### [Belge]
Erdoğan'ın Çiftliğinde Bir Bürokrat , Bir Kahya, Bir de Gül
Fatma Sibel Yüksek
Açık İstihbarat
Tarih:11/08/2014
Türü:İç Politika
Erdoğan'ın tahmin edilenden çok daha düşük bir profili Başbakanlık koltuğuna oturtması güçlü bir ihtimaldir.
Öyle ki Ahmet Davutoğlu bile hayalleri ile başbaşa kalabilir..
Başbakanlık koltuğuna 28 Ağustos'ta Yalçın Akdoğan, Numan Kurtulmuş, Süleyman Soylu, hatta Çağatay Kılınç bile oturabilir..
Böyle bir Başbakan'ın üstünde sadece Çankaya'daki Erdoğan'ın değil, hükümetin iki derin gücü Hakan Fidan ve Efgan Ala'nın da vesayeti olacaktır.
www.acikistihbarat.com
11.08.2014
Cumhurbaşkanlığı muhabirlerine veda eden Abdullah Gül, (Bu arada böyle bir muhabirliiğin var olduğunu öğrendik)
"Bu partinin kurucusuydum. İlk başbakanı ve cumhurbaşkanıyım. Partiye dönmekten daha doğal bir şey yok. Cumhurbaşkanlığım bittiğinde şüphesiz ki partime döneceğim" sözleri ile siyasetin gündemini bir anda epey erken bir Erdoğan - Gül savaşına çekti.
Takip etmeyenler için özetleyelim, bu şu demek:
Gül'ün "devam" mesajı vermesi, " Başbakan olmak istiyor " olarak algılandı ve AKP bu açıklamanın ardından olağanüstü kongre tarihini Gül'ün görev süresinin bitiminden bir gün önceye, yani 27 Ağustos'a aldı. Böylece Gül'ün genel başkan adayı olmasının önü kesildi.
AKP yetkilileri kongre tarihinin asla Gül'ün pozisyonunu düşünerek alınmadığını söyleseler de cin şişeden çıktı ve Cumhurbaşkanlığı seçiminin üzerinden 24 saat geçmeden ilk büyük krizin ayak sesleri duyuldu..
Bu durum ilginç bir durumdur ama Gül-Erdoğan savaşının başladığına inanıp erken sevinçlere kapılınmasının ne kadar mantıklı olduğundan emin değiliz.
Bir kere Gül, "Partimde devam edeceğim" sözünü "Genel Başkan adayıyım" anlamında değil, "öylesine" söylemiş olabilir. Ya da sırf kendisine bir dokunulmazlık zırhı ayarlanmasının pazarlığını yapıyor olabilir...

### [Toplanan Malzeme]
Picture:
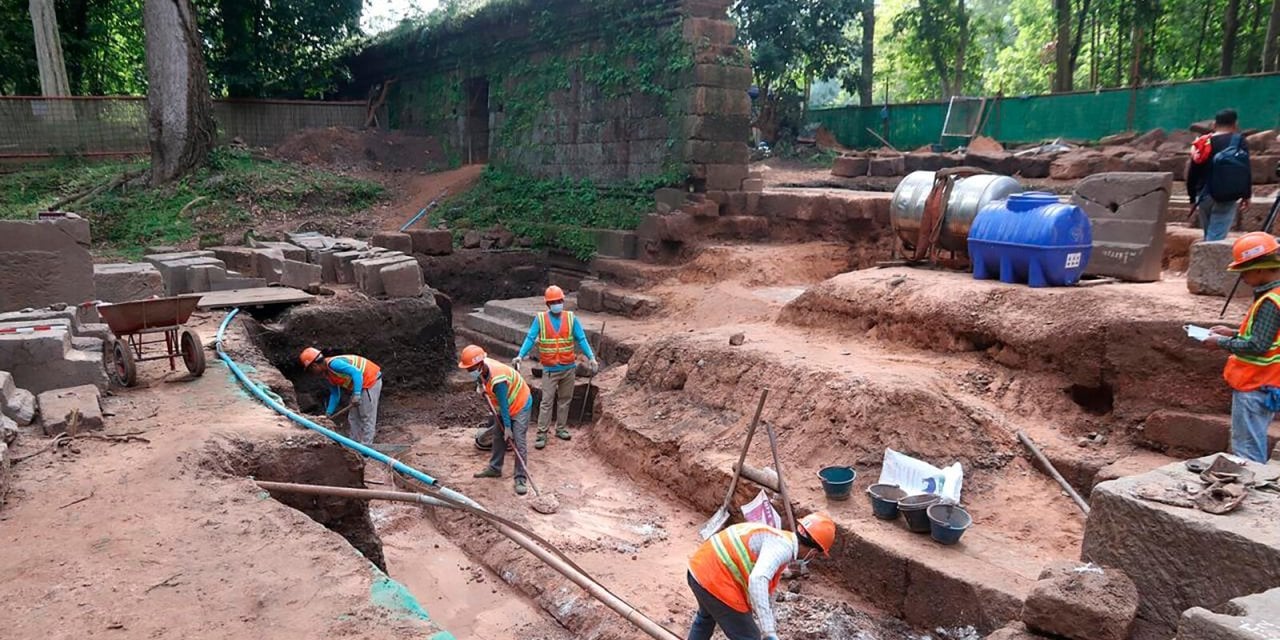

### [Görev 1]
Erdoğan ve Gül yazısına göre aşağıdaki soruları yanıtlayın.
(a) Yazının türü nedir?
(b) AKP olağanüstü kongre tarihini hangi güne aldı?
(c) Hükümetin iki derin gücü olarak kimler anılıyor?
### [Görev 2]
Erdoğan ve Gül yazısında "Başbakanlık koltuğuna 28" ile başlayıp "Gül savaşına çekti." ile biten bölümü aynen kopyalayın.
### [Görev 3]
Erdoğan ve Gül yazısını kaldığı yerden sürdürün.

### [Alıştırma Cevabı 1]
(a) İç Politika
(b) 27 Ağustos
(c) Hakan Fidan ve Efgan Ala

### [Alıştırma Cevabı 2]
Başbakanlık koltuğuna 28 Ağustos'ta Yalçın Akdoğan, Numan Kurtulmuş, Süleyman Soylu, hatta Çağatay Kılınç bile oturabilir..
Böyle bir Başbakan'ın üstünde sadece Çankaya'daki Erdoğan'ın değil, hükümetin iki derin gücü Hakan Fidan ve Efgan Ala'nın da vesayeti olacaktır.
www.acikistihbarat.com
11.08.2014
Cumhurbaşkanlığı muhabirlerine veda eden Abdullah Gül, (Bu arada böyle bir muhabirliiğin var olduğunu öğrendik)
"Bu partinin kurucusuydum. İlk başbakanı ve cumhurbaşkanıyım. Partiye dönmekten daha doğal bir şey yok. Cumhurbaşkanlığım bittiğinde şüphesiz ki partime döneceğim" sözleri ile siyasetin gündemini bir anda epey erken bir Erdoğan - Gül savaşına çekti.

### [Alıştırma Cevabı 3]
Neden?
Çünkü Gül, açık meydan okumaların, yüksek sesle savaş ilan etmelerin adamı değildir.
Sonra Gül, parti teşkilatlarının Erdoğan'a ne kadar bağlı olduğunu en iyi bilen kişilerden biri olarak bu şartlar altında genel başkan adayı olmanın ağır bir yenilgiye uğramak anlamına geldiğini bilmez mi?
Tabii bizlerin bilemeyeceği, Gül'ün bildiği başka bir şey yoksa..(Gülen'in sinsi bir şekilde teşkilatları ele geçirmiş olması gibi...)
Neticede, Tayyip Erdoğan'ın işaret etmeyeceği bir ismin Genel Başkan ve Başbakan olması mevcut durumda imkansız.
Ve Tayyip Erdoğan, Gül ve Arınç gibi parti kodamanlarını kesinlikle emekliye ayırmak istiyor.
Gül, bu şartlar altında riske girmez..
Erdoğan'ın tahmin edilenden çok daha düşük bir profili Başbakanlık koltuğuna oturtması güçlü bir ihtimaldir.
Öyle ki Ahmet Davutoğlu bile hayalleri ile başbaşa kalabilir..
Başbakanlık koltuğuna 28 Ağustos'ta Yalçın Akdoğan, Numan Kurtulmuş, Süleyman Soylu, hatta Çağatay Kılınç bile oturabilir..
Böyle bir Başbakan'ın üstünde sadece Çankaya'daki Erdoğan'ın değil, hükümetin iki derin gücü Hakan Fidan ve Efgan Ala'nın da vesayeti olacaktır.
"Partinin bütünlüğünü kim ayakta tutacak?"
diye sorulacak olursa, partide bu konuda "bürokrat" veya "kâhya" sıkıntısı yaşanacağını sanmıyoruz, ipler nasılsa Erdoğan'ın elinde olacak..
Vitrine oturtulan düşük profilli Başbakan'ı nasıl Efkan Ala idare edecekse, partiyi de yine Erdoğan adına Hüseyin Çelik gibi orta düşüklükte profiller pekâlâ idare edebilir...
Sorun, Erdoğan'ın artık kendini bile aşmaya başlayan "tek adamlığı" doğanın ve Allah'ın kurallarına rağmen nasıl idare edeceği sorunudur..
Açık İstihbarat @ 2014
http://acikistihbarat.com/Sayfalar/haberdetay.aspx?id=10504
...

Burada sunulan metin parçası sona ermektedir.